Instructions to follow: Only the lines below between the ones containing "Target: woman's blonde wavy hair" and "Target: acoustic guitar", inclusive, are to be reproduced, each exactly as it stands.

Records for this task:
•••••

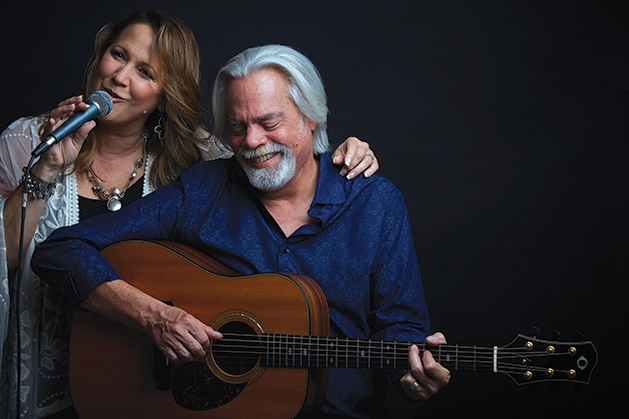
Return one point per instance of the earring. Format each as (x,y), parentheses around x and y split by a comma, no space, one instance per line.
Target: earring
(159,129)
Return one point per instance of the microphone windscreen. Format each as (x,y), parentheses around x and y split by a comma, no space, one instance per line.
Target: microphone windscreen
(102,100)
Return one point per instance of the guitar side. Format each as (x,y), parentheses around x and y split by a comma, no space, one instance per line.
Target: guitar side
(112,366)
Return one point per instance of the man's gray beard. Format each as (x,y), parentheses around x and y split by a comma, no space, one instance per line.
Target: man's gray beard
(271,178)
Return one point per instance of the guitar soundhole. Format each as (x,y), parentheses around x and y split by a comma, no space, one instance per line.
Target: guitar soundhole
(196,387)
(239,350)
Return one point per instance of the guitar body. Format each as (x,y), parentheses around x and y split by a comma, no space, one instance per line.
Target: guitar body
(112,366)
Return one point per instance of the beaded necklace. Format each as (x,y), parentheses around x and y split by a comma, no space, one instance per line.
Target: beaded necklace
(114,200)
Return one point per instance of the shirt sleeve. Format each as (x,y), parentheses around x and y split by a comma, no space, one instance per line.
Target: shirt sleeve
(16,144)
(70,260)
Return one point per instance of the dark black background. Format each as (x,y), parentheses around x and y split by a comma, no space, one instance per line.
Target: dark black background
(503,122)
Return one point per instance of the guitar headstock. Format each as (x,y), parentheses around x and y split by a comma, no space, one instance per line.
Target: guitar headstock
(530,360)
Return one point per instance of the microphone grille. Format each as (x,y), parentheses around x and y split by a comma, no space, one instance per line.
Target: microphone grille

•••••

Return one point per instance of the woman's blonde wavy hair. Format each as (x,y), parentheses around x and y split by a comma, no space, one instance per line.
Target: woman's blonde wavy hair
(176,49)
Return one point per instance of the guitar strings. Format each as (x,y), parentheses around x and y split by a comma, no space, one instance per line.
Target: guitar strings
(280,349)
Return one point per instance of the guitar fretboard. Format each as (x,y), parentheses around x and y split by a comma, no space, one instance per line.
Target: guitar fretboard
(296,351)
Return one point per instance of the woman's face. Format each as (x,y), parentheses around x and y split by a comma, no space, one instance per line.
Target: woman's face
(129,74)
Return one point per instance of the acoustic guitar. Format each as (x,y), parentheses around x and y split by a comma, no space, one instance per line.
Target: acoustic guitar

•••••

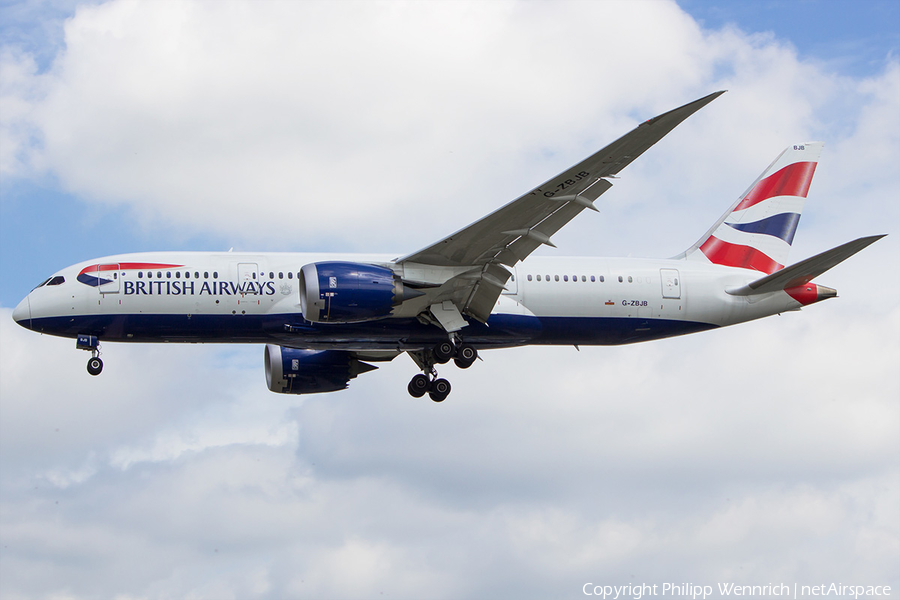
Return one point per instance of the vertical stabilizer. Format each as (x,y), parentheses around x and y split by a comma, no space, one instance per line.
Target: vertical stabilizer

•••••

Your solution:
Target: woman's blonde wavy hair
(176,49)
Return one point per instance of the guitar strings. Format each as (x,y), parentheses around x and y split by a comma, no space, one instance per line.
Target: guitar strings
(280,349)
Return one point per instance of the guitar fretboard. Format each as (x,y), parentheses around x and y split by a comma, no space, one instance per line.
Target: guitar fretboard
(296,351)
Return one point per instance of the woman's face. Format each as (x,y), parentheses around x and y split by a comma, no space, one instance per line.
Target: woman's face
(129,74)
Return one point per instance of the acoustic guitar. Format each as (x,y), parentheses around x and y split by a comma, no space, one instance per line.
Target: acoustic guitar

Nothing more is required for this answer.